Among the records that follow, how many lines include the string "green"? Only the number is wanted.

-.-.-

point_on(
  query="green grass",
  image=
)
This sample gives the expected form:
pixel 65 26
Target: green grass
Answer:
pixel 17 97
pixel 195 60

-.-.-

## FINISHED TASK
2